Your goal:
Copy out the rows word for word, from the very first line down to the line containing "xmin=167 ymin=454 xmax=178 ymax=502", including both of those lines.

Data for processing:
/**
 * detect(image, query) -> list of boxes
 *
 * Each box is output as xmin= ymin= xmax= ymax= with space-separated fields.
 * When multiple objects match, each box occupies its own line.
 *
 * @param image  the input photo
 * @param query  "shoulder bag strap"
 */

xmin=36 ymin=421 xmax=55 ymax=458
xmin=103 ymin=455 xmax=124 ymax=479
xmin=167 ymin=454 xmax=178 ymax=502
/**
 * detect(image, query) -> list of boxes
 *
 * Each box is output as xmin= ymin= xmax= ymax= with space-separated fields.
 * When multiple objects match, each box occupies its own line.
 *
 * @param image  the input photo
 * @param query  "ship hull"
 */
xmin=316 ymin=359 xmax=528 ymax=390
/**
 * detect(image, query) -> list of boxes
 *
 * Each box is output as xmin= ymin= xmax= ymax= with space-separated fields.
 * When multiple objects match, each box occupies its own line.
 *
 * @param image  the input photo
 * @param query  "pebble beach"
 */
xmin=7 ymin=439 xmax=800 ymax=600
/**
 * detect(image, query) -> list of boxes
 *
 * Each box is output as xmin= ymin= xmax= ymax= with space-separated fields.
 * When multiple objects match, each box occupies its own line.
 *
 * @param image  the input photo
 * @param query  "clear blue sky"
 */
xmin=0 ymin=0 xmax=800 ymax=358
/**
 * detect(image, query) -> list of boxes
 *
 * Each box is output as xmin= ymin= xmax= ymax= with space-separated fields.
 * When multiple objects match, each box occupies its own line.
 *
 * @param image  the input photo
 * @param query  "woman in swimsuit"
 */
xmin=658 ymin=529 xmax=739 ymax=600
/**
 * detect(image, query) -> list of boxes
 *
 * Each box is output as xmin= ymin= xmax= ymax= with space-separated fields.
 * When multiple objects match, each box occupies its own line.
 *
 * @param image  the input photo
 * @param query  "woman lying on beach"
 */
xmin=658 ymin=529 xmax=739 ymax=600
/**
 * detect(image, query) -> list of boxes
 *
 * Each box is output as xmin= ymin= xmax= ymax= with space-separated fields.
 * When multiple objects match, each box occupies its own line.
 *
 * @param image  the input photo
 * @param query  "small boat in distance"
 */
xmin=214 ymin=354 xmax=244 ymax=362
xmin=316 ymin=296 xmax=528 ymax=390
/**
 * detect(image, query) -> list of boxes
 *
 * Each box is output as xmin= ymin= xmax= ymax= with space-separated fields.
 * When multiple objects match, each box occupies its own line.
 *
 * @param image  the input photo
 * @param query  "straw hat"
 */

Response for this exercise:
/**
 * detect(image, query) -> list of boxes
 *
 * Each box is output as xmin= ymin= xmax= ymax= with space-separated fields.
 * When multiple objects match, each box occupies its own line.
 *
 * @param image  the input photo
 * @param query  "shoulder bag strap"
 */

xmin=36 ymin=421 xmax=55 ymax=458
xmin=103 ymin=455 xmax=124 ymax=479
xmin=167 ymin=454 xmax=178 ymax=502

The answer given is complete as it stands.